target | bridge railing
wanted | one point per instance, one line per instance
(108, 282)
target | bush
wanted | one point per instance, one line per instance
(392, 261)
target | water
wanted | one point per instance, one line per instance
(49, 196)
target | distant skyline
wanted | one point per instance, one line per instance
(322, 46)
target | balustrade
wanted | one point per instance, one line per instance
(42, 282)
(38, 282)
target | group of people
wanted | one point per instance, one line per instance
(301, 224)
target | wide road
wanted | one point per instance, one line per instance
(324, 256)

--

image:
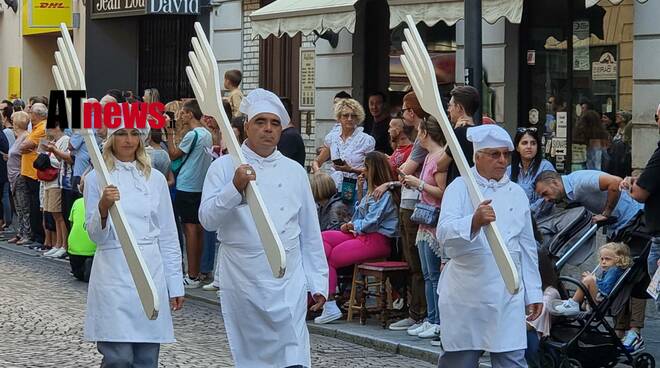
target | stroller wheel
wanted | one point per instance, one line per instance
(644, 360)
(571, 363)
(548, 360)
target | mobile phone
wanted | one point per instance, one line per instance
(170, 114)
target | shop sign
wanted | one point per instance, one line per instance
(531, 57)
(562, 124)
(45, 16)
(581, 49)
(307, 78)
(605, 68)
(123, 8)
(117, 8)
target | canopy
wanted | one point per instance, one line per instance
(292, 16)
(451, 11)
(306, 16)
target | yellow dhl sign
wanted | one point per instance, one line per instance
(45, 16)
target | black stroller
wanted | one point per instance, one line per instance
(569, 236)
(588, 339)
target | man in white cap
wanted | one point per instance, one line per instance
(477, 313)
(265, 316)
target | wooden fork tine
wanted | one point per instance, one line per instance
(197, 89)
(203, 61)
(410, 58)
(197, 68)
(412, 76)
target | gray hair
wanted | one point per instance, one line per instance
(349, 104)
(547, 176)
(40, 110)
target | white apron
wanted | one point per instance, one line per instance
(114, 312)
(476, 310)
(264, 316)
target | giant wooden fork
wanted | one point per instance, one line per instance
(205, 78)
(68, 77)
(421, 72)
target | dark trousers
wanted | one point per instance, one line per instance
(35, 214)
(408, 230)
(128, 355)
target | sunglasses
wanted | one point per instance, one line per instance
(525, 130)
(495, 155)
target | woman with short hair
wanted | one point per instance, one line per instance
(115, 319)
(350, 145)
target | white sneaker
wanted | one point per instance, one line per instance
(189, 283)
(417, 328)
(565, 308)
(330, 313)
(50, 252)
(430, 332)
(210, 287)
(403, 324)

• **Work required**
Report every line of the items above that contains the string "fork", matching case exactly.

• **Correct answer**
target | wooden fork tine
target | giant wooden fork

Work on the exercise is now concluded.